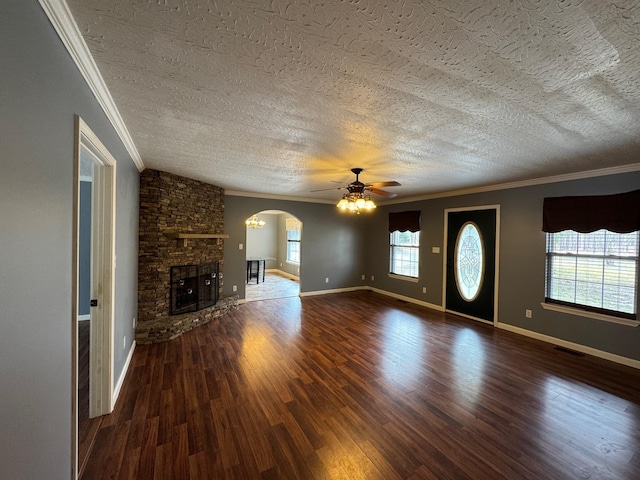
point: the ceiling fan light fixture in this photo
(355, 202)
(343, 204)
(253, 222)
(368, 203)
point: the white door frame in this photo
(497, 261)
(102, 278)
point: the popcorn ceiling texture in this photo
(282, 97)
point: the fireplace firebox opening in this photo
(194, 287)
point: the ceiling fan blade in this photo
(384, 193)
(383, 184)
(325, 189)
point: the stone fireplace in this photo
(181, 232)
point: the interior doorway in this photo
(273, 254)
(93, 286)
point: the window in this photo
(293, 246)
(595, 271)
(404, 253)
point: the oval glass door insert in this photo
(469, 261)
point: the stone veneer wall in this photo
(170, 204)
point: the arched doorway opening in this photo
(273, 247)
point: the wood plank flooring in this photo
(363, 386)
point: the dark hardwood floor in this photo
(363, 386)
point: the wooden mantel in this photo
(183, 238)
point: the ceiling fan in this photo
(358, 188)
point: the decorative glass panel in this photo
(469, 261)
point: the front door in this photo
━━━━━━━━━━━━━━━━
Task
Convert each row above into a JSON list of strings, one string per line, with blank lines dropped and the pictures left out.

Solution for this task
[
  "point: the ceiling fan light fixture in this photo",
  "(355, 202)",
  "(343, 204)",
  "(253, 222)",
  "(368, 203)",
  "point: the white door frame in this photo",
  "(497, 261)",
  "(102, 278)",
  "point: the popcorn ceiling texture in this photo",
  "(282, 97)",
  "point: the fireplace firebox opening in this photo",
  "(194, 287)",
  "point: the ceiling fan blade in this photo",
  "(384, 193)",
  "(383, 184)",
  "(325, 189)",
  "point: the stone fireplace in this photo",
  "(181, 232)",
  "point: the interior doorway in this photo",
  "(273, 254)",
  "(93, 286)",
  "point: the window in this photo",
  "(293, 246)",
  "(595, 271)",
  "(404, 253)",
  "point: the oval glass door insert in this photo",
  "(469, 261)",
  "point: the stone veneer wall in this photo",
  "(170, 204)",
  "point: the arched doorway opening in this photo",
  "(273, 247)",
  "point: the wood plank flooring in this photo",
  "(363, 386)",
  "point: the dark hardwood floor in this photo",
  "(363, 386)",
  "point: the wooden mantel in this photo",
  "(183, 238)",
  "point: the ceiling fan in this photo",
  "(358, 188)",
  "point: the decorative glass panel in this photo",
  "(469, 261)",
  "point: the front door in this photo"
]